→ Given text:

:::::

1897 in sports describes the year's events in world sport.

==American football==
College championship
- College football national championship – Penn Quakers
Professional championships
- Western Pennsylvania champions – Greensburg Athletic Association

==Association football==
England
- The Football League – Aston Villa 47 points, Sheffield United 36, Derby County 36, Preston North End 34, Liverpool 33, Sheffield Wednesday 31
- FA Cup final – Aston Villa 3–2 Everton at Crystal Palace, London.

:::::

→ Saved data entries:
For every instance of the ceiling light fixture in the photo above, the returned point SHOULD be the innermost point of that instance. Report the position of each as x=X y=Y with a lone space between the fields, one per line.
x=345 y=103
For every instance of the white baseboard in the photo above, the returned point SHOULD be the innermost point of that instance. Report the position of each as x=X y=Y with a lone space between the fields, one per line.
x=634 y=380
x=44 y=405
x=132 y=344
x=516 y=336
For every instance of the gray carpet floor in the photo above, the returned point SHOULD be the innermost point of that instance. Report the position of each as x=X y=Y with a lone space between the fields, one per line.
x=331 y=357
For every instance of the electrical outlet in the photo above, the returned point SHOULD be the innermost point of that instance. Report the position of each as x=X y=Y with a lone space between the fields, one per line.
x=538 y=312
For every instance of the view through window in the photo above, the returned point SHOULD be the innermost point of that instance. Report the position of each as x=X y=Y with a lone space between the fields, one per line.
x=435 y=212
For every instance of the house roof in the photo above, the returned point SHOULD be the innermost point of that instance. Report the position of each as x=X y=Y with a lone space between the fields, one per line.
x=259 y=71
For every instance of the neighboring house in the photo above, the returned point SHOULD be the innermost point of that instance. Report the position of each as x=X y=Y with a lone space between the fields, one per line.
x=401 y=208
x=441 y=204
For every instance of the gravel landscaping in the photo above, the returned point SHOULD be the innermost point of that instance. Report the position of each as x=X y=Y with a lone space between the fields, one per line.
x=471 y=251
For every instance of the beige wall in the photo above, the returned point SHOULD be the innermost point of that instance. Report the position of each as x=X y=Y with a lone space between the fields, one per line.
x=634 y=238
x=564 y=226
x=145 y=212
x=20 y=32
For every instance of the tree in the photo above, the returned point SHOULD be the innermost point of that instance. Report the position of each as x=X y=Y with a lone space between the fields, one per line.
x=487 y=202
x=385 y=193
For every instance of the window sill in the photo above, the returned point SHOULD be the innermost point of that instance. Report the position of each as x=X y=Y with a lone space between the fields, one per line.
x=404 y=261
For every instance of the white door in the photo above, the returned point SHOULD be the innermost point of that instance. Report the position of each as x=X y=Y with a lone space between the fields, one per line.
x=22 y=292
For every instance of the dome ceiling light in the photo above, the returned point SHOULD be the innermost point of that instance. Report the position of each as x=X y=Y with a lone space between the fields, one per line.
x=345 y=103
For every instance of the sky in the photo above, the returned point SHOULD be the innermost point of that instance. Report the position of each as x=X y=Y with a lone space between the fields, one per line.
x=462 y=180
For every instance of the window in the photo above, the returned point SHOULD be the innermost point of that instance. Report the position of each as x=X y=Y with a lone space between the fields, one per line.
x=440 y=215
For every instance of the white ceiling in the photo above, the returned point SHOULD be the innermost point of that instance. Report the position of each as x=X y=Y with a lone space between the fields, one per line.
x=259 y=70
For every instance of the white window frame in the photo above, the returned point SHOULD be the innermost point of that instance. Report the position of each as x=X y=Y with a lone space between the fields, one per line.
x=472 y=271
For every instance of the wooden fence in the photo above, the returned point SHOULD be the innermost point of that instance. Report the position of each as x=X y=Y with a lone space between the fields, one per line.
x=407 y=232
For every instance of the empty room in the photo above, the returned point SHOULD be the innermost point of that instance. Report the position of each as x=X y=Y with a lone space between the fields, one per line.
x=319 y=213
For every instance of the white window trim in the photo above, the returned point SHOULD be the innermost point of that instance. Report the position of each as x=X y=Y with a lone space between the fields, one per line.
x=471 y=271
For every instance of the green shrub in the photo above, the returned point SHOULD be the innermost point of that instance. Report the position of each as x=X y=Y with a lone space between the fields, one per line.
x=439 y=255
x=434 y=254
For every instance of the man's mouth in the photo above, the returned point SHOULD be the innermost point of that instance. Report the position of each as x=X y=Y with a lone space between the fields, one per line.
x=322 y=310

:::::

→ Exercise brief:
Reproduce the 1897 sports summary above in full, word for word.

→ Response area:
1897 in sports describes the year's events in world sport.

==American football==
College championship
- College football national championship – Penn Quakers
Professional championships
- Western Pennsylvania champions – Greensburg Athletic Association

==Association football==
England
- The Football League – Aston Villa 47 points, Sheffield United 36, Derby County 36, Preston North End 34, Liverpool 33, Sheffield Wednesday 31
- FA Cup final – Aston Villa 3–2 Everton at Crystal Palace, London.